■ PAGE EXCERPT
Authors: Minakshi Chaudhry
Dadoo did his B.Ed after that and he was selected to go on deputation to Nigeria. He had to stay there for ten years. Unfortunately we had to leave Mala didi and Vikram in India because of their education. Mala didi was in eighth standard, studying in a Hindi medium school, so could not have shifted to the new educational system in Nigeria. Vikram was also put in a boarding school in Shimla so that both had each other’s company. Initially Deepak and I accompanied Mamma and Dadoo to Africa. Vikram too came to Nigeria after Mala didi completed her matric and shifted to Solan, where our grandmother came to stay with her.
Dadoo instead of living miserly and saving money like so many others of his generation, travelled all over Europe, Asia, Africa and America. We used to rent a house in London for a month and he would take us to different countries. We roamed around like gypsies.
Brain works round the clock but when we are healthy we do not appreciate its effort. We take it for granted. It is not a machine, all our ideas and tales of laughter, desire and pain take shape inside the brain. It separates the past from the present in a very meaningful manner without de-linking the two. It is an always churning and brewing melting pot of sanity that gives us sense of time and meaning to our existence.
But for Dadoo this churning has stopped. For him there is endless confusion. He is at war with himself, trying to give meaning to things that he had always known but which are so unfamiliar. Everything is slipping before him; slowly, each moment.
He does not quite remember which day of the week it is. A few months back he used to be focused on Sundays: He’d often ask, ‘Today is Sunday?’ ‘When is Sunday?’ or ‘After how many days is Sunday?’ May be that was his way of keeping track of time. But now even that is disappearing.
It is true that death erases the entire burden of living. Whatever happens, the thought of death being there at the end provides relief. I agree with him when he says, ‘Enjoy and celebrate life, each one of us will die one day.’ But celebration of life and comfort of death seem so meaningless when I see him ebbing away.
12 May 2010
I am so surprised. The man who left his home at the age of four, built a house in another part of the state, left India with family to work in an unknown African nation, roamed around the world would be so obsessed to return to his native village.

■ SOURCE DATA
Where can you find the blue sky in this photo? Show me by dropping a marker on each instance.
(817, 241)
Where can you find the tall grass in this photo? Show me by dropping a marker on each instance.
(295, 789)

■ EXERCISE OBJECTIVE
From the memoir excerpt, list every question Dadoo used to ask about Sundays.

■ EXERCISE RESULT
- ‘Today is Sunday?’
- ‘When is Sunday?’
- ‘After how many days is Sunday?’